Stored records =>
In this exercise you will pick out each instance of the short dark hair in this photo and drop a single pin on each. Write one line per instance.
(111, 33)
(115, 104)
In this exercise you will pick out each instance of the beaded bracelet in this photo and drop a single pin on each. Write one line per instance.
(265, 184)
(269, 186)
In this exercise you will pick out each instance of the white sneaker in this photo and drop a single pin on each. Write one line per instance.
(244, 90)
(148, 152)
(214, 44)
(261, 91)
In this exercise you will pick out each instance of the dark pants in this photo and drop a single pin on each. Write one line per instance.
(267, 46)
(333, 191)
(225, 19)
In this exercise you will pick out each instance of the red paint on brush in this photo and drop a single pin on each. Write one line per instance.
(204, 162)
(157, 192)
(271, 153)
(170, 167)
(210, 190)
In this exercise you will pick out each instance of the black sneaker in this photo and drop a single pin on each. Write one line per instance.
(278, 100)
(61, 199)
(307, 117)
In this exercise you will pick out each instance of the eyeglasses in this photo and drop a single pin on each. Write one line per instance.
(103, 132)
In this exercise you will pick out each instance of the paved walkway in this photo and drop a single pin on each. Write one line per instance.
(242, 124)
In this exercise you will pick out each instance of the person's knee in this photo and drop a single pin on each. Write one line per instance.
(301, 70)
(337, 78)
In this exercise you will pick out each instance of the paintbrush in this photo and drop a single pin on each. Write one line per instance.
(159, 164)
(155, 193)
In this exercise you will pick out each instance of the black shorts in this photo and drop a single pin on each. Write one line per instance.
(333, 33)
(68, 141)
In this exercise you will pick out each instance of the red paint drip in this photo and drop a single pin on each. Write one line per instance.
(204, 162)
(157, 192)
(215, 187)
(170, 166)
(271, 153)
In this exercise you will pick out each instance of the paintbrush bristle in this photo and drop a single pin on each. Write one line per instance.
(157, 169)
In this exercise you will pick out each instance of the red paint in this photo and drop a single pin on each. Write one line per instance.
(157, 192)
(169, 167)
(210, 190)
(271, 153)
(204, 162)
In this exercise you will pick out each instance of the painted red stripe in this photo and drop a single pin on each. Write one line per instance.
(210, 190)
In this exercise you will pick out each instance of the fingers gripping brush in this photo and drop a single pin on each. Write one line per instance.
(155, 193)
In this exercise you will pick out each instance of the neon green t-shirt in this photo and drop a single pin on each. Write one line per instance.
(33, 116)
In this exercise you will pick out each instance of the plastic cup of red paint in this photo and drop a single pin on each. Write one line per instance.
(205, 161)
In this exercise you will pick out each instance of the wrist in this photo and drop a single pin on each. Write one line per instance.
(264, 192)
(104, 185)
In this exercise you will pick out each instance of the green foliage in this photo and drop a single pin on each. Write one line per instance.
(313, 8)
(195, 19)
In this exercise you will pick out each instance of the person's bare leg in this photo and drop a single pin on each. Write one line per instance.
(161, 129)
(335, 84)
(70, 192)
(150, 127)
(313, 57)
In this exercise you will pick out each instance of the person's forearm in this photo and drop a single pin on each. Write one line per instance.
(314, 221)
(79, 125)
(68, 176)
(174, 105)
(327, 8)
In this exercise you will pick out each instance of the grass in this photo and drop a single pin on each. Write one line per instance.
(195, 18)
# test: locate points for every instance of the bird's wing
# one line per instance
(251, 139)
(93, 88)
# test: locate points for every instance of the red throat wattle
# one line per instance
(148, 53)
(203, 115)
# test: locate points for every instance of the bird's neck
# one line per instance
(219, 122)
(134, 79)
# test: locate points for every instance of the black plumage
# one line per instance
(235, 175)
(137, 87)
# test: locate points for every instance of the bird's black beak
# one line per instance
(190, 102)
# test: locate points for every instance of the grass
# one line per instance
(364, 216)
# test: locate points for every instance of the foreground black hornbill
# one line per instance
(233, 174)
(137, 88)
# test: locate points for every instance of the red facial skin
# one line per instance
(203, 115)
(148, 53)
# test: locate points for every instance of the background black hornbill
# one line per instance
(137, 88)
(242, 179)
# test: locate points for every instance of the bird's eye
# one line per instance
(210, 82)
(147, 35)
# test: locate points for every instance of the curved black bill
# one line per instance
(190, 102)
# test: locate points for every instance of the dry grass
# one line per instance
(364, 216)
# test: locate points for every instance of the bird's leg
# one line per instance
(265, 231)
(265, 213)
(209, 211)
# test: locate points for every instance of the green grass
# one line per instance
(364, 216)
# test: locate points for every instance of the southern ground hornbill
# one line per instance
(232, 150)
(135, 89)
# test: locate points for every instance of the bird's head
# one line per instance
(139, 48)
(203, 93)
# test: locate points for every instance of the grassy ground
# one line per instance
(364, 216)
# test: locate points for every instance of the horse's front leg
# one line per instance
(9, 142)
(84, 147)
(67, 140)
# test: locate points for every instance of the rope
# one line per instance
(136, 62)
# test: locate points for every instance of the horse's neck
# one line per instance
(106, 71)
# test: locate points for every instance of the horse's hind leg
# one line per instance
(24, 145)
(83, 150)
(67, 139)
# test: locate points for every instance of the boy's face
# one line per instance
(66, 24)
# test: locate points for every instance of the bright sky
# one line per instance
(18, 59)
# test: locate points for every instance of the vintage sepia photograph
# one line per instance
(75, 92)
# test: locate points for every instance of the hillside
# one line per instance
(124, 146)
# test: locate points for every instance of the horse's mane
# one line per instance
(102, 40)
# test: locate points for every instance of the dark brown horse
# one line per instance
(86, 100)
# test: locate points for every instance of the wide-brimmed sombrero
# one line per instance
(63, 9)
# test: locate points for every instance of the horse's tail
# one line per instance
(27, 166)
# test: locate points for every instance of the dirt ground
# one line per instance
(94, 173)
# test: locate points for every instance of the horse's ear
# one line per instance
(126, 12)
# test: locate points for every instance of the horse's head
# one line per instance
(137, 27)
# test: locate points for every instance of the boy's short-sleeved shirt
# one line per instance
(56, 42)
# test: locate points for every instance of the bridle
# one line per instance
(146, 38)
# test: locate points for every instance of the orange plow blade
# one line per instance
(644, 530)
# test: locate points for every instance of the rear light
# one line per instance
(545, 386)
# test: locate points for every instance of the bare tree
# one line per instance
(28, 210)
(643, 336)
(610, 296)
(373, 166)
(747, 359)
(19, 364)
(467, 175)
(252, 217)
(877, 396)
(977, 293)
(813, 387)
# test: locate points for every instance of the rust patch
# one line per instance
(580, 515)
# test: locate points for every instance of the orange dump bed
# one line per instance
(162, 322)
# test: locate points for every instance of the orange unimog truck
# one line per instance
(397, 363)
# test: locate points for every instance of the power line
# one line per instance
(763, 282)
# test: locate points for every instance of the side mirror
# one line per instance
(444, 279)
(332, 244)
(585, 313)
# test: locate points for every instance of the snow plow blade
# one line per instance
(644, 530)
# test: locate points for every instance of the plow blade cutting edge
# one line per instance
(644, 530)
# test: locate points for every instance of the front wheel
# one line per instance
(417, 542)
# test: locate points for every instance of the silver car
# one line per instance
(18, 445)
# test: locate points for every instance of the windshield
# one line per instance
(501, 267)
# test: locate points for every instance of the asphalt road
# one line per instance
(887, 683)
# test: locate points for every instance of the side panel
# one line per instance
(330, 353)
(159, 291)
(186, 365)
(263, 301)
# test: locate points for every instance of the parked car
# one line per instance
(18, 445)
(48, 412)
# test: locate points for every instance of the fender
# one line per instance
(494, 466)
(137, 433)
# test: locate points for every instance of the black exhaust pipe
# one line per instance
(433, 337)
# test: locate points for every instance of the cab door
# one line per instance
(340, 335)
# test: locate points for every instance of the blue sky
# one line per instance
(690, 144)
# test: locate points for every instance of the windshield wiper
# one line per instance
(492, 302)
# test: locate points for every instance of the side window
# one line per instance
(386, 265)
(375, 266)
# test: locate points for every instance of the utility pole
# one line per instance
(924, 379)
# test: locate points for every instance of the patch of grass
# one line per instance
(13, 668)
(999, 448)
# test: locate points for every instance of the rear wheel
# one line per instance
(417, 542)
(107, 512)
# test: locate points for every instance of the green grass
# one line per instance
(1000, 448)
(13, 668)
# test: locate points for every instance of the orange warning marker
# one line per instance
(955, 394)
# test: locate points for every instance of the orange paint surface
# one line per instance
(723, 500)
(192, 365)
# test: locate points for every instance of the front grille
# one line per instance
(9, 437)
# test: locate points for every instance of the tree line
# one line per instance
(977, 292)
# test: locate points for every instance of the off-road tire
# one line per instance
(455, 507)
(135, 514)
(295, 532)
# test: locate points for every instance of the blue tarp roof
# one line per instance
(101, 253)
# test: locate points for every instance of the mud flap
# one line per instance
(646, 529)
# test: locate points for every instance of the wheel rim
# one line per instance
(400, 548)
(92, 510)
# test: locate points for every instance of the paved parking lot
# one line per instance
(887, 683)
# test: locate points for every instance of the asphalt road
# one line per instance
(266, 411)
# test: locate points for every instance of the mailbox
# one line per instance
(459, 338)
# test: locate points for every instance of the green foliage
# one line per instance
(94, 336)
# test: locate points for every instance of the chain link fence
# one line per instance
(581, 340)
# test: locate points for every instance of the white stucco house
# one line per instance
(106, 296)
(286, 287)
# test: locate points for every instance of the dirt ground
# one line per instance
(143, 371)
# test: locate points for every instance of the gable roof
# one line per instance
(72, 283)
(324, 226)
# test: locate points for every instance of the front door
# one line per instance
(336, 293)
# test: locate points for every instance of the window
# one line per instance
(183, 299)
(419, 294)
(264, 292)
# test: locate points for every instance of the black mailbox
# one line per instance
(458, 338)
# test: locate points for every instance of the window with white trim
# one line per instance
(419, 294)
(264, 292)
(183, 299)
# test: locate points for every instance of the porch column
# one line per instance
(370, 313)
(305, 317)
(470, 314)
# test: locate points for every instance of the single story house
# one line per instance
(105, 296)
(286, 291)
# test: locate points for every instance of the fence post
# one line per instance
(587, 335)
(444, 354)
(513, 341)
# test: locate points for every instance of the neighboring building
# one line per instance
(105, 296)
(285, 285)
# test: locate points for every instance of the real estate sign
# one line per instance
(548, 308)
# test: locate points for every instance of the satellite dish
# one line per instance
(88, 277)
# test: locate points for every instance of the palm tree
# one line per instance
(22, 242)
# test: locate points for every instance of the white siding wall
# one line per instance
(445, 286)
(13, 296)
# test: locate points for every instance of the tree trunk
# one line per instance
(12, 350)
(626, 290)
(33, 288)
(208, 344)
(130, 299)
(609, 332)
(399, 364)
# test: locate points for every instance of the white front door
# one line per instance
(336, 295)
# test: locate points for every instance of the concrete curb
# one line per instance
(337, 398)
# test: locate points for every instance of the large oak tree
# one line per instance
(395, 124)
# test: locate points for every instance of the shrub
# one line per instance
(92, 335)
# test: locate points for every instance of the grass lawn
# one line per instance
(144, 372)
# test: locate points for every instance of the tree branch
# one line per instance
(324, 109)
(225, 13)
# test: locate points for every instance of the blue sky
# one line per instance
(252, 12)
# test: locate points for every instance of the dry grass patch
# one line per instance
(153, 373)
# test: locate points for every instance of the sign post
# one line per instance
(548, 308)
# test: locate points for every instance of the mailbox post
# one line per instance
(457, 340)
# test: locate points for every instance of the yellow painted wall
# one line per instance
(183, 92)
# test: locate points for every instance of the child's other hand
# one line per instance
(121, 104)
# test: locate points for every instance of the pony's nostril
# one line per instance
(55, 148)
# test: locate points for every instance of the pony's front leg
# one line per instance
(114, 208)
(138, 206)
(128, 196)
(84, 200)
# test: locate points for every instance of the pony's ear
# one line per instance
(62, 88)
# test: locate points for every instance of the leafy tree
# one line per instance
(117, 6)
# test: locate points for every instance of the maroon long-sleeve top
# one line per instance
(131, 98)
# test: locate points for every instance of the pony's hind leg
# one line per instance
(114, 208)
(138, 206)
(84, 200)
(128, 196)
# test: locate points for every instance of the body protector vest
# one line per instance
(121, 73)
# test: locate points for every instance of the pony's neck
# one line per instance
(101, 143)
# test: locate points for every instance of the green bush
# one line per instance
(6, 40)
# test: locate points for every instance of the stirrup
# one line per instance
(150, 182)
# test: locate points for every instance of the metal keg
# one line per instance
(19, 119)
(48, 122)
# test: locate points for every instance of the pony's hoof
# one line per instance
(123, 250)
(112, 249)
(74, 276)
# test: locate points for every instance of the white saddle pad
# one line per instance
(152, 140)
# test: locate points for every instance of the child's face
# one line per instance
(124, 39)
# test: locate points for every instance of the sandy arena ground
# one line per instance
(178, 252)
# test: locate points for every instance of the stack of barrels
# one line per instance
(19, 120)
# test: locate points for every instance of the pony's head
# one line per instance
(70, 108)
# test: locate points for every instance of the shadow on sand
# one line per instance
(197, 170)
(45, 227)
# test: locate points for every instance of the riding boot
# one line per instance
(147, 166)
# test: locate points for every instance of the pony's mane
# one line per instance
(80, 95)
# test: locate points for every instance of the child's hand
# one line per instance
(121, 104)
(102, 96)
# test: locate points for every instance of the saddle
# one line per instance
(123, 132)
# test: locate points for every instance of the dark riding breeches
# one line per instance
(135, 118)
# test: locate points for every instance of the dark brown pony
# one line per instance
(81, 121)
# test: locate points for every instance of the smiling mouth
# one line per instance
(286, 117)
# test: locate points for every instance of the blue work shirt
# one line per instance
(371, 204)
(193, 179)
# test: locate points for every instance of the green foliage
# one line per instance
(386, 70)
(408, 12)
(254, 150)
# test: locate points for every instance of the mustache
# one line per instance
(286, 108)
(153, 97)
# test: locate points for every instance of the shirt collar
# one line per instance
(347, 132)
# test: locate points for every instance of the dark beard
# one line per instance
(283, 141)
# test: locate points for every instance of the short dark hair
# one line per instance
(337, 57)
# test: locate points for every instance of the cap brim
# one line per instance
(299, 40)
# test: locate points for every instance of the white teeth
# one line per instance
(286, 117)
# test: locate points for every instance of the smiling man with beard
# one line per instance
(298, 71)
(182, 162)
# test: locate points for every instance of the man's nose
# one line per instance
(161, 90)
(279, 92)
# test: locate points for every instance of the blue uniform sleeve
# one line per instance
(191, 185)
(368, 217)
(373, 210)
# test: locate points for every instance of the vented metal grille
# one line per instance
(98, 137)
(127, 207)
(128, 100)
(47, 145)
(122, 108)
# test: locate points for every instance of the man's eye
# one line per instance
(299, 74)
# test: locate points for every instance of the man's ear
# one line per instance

Task instructions =>
Could you set down, word for word, only the lines above from the line with "# test: locate points for every instance of the snow" to the line with "# test: locate points for every instance of the silver", including both?

Written response =>
# test: locate points for every instance of the snow plow blade
# one line per instance
(644, 530)
# test: locate points for every instance of the plow blade cutting edge
# one line per instance
(644, 530)
# test: locate points for every instance of the front wheel
# one line per instance
(417, 542)
# test: locate points for every instance of the silver car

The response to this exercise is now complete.